Kannst du die Zeilen aller folgenden Datensätze wortgetreu ausgeben und dabei die Bilder weglassen?

################

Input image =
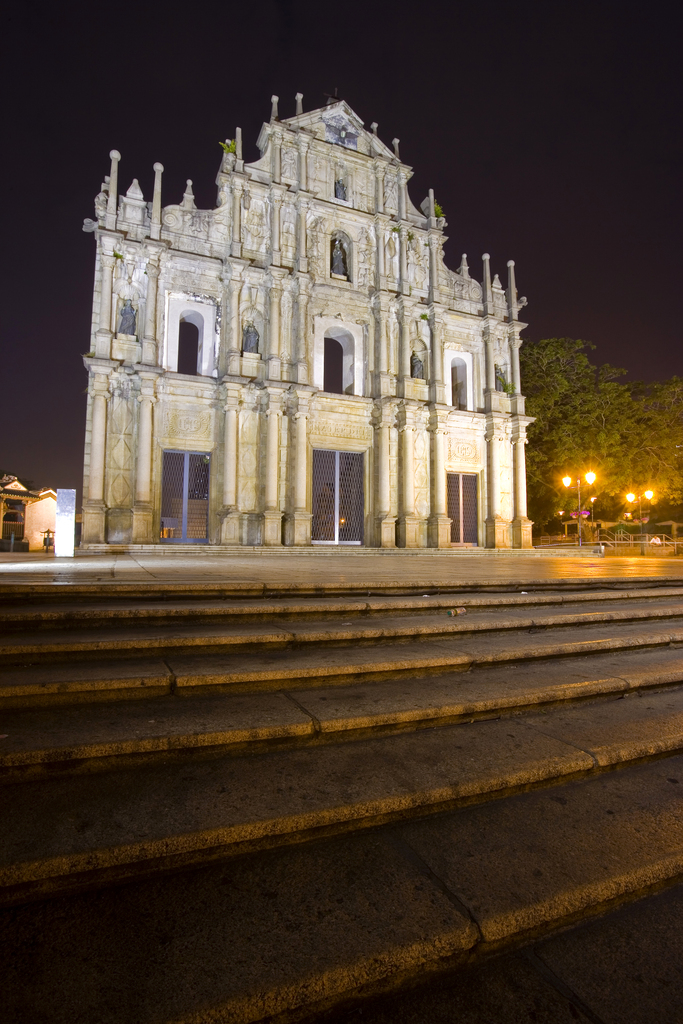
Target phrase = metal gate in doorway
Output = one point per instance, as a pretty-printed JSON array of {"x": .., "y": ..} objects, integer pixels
[
  {"x": 338, "y": 498},
  {"x": 184, "y": 497},
  {"x": 462, "y": 507}
]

################

* **Vollständige Antwort**:
Input image =
Target phrase = metal gate in doorway
Output = one point per instance, as a pretty-printed JSON array of {"x": .., "y": ..} objects, integer pixels
[
  {"x": 338, "y": 498},
  {"x": 184, "y": 497},
  {"x": 462, "y": 507}
]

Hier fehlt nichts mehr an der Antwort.